# [Work instructions]
Extract all lines that hold "velvet" from the records below.

--

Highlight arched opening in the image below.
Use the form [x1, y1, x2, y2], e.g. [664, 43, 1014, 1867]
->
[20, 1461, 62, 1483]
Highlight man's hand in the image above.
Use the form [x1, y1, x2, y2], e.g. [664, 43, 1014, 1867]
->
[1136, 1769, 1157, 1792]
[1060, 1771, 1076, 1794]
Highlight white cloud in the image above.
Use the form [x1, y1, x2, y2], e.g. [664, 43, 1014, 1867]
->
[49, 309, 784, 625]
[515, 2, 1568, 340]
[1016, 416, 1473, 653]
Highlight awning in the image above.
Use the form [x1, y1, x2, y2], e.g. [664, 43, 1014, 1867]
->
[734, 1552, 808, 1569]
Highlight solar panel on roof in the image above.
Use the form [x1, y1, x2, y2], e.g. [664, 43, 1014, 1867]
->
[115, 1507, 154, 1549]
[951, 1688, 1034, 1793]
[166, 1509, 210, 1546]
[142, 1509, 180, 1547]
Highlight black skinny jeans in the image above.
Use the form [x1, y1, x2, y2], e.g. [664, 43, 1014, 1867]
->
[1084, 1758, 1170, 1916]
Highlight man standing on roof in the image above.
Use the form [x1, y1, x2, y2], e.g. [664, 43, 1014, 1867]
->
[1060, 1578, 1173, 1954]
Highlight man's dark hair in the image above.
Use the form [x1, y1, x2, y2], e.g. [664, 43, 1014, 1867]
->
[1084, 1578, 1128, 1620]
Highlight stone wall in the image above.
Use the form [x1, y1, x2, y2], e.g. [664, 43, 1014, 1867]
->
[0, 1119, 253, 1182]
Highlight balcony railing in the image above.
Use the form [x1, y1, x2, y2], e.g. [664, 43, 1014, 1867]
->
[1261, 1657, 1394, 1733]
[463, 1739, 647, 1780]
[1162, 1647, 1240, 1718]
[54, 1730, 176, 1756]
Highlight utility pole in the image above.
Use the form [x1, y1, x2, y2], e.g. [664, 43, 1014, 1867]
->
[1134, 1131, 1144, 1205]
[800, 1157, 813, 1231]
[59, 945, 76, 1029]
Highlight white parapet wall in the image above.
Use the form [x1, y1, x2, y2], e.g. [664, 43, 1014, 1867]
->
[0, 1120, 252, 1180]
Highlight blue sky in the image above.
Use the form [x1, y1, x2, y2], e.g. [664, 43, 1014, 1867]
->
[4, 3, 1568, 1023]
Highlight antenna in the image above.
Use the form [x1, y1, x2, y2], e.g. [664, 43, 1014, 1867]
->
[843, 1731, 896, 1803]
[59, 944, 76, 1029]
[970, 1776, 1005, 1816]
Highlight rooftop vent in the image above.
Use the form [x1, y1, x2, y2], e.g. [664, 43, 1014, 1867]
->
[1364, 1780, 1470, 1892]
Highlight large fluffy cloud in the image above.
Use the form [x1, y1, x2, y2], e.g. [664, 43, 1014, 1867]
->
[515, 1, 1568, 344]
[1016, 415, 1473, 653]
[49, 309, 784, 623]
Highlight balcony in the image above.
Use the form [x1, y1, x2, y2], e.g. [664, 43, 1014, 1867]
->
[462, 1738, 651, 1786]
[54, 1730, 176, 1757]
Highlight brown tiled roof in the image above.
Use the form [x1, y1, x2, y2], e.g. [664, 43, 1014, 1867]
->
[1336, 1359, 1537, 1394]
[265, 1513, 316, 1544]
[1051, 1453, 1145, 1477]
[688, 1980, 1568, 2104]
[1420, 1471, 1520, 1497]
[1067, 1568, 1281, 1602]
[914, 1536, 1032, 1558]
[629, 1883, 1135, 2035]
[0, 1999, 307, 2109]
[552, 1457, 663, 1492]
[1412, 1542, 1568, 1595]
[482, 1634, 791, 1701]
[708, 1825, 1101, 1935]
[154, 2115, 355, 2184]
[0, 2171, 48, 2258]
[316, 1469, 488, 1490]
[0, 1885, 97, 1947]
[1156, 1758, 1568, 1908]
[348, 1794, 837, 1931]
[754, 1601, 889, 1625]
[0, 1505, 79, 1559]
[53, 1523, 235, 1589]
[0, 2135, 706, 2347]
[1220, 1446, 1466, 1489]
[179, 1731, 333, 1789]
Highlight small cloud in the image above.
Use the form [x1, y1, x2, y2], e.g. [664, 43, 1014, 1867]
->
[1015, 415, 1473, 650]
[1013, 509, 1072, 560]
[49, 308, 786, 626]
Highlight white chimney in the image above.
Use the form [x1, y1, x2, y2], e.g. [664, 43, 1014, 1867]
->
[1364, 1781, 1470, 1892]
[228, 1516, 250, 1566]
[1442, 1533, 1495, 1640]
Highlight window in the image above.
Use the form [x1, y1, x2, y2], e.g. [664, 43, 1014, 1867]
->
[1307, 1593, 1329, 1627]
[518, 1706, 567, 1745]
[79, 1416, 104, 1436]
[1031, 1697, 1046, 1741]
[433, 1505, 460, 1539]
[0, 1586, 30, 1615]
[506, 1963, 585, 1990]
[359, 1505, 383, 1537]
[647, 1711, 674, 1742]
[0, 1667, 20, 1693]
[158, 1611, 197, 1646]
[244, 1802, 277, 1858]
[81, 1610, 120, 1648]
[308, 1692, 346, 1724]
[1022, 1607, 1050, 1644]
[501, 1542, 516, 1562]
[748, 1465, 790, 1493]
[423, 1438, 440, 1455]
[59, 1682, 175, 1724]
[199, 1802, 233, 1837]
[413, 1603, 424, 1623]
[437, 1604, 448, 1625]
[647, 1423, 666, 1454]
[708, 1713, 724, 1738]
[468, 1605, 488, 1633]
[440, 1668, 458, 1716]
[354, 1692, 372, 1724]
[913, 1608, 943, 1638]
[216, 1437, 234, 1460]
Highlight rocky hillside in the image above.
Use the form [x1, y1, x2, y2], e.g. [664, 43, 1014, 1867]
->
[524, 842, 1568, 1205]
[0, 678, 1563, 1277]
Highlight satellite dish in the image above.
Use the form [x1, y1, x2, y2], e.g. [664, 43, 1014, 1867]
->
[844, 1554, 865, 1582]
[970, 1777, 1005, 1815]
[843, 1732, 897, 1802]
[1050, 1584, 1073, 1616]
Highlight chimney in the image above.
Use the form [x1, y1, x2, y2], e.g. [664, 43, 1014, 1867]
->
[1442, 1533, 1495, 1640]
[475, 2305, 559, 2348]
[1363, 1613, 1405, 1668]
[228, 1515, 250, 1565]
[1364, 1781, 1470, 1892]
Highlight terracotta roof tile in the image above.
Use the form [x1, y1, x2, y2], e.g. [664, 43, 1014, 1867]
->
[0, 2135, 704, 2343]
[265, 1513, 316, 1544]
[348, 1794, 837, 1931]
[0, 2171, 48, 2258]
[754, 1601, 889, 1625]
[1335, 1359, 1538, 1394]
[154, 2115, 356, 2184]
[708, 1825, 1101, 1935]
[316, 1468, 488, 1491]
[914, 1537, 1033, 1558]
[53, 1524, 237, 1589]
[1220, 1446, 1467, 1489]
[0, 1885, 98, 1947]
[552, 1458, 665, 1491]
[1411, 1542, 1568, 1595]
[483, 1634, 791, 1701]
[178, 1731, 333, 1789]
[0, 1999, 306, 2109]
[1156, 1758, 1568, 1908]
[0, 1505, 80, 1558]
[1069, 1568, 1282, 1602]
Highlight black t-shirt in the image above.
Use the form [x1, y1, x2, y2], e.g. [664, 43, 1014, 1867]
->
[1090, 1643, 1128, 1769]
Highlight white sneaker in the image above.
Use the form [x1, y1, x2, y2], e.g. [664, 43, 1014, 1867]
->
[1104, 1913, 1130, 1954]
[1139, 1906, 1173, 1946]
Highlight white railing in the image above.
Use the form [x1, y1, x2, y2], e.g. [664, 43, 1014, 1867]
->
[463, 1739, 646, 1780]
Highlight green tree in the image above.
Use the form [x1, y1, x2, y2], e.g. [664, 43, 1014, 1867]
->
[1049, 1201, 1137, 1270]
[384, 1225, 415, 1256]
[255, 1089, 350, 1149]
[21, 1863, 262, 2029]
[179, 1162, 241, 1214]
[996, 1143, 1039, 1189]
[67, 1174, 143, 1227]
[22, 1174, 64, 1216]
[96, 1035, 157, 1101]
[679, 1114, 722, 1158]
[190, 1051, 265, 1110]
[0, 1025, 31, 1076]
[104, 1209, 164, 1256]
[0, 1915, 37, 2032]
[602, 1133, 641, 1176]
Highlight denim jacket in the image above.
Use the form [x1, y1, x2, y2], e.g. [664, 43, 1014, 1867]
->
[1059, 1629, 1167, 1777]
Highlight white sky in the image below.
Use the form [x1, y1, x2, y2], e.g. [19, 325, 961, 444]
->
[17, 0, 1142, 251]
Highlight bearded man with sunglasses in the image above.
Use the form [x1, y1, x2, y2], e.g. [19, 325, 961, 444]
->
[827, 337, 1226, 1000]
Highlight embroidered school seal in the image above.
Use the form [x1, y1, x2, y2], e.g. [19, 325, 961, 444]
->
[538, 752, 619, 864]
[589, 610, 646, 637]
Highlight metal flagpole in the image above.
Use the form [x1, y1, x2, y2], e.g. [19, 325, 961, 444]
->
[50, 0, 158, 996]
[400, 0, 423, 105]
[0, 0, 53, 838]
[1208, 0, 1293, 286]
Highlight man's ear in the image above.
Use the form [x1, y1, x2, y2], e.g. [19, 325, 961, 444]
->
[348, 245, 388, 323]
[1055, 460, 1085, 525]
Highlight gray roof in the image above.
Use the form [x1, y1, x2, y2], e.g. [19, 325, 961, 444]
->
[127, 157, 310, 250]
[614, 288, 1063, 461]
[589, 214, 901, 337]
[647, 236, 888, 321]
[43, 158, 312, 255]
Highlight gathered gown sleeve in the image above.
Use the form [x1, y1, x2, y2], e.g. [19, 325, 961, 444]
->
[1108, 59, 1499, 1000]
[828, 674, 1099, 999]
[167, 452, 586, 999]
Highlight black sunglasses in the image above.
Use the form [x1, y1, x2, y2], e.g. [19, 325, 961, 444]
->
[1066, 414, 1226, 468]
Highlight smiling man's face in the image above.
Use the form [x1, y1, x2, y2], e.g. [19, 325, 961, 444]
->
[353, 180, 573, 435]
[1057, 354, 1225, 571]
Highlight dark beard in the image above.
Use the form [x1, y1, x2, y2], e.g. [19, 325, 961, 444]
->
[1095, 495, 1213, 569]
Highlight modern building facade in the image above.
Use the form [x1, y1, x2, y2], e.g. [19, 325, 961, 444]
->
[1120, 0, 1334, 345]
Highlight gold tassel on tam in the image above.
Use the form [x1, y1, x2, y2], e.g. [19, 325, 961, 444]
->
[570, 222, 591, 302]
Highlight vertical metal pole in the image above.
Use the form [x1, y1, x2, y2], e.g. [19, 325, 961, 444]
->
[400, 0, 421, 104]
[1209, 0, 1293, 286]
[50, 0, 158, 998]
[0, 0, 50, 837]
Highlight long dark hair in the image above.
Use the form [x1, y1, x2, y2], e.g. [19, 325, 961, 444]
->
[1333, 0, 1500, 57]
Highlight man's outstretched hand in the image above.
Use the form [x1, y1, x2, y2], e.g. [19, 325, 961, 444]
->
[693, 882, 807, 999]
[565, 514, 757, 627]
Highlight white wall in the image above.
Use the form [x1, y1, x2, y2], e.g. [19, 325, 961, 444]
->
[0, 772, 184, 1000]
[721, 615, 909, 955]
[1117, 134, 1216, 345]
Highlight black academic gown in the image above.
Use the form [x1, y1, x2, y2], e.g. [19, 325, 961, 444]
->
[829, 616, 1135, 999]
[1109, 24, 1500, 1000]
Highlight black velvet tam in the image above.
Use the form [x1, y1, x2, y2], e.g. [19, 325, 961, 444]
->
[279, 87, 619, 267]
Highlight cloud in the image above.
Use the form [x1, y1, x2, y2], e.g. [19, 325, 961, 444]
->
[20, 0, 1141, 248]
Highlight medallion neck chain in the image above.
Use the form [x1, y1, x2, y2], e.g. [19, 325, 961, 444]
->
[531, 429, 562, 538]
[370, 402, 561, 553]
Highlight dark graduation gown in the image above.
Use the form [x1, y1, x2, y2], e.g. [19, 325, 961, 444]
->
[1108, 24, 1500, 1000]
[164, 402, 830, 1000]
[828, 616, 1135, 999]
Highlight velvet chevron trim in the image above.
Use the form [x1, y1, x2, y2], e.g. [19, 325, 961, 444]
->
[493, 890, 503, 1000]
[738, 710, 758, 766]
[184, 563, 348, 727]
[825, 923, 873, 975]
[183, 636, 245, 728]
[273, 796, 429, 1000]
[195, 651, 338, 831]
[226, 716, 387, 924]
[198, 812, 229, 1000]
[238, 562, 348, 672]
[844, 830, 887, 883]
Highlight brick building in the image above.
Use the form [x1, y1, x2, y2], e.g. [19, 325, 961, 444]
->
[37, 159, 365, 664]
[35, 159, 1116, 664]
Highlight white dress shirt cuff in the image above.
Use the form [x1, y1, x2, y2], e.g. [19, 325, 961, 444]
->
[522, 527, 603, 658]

--

# [Exercise answer]
Highlight black velvet tam in the image above.
Highlight velvet chevron trim in the image above.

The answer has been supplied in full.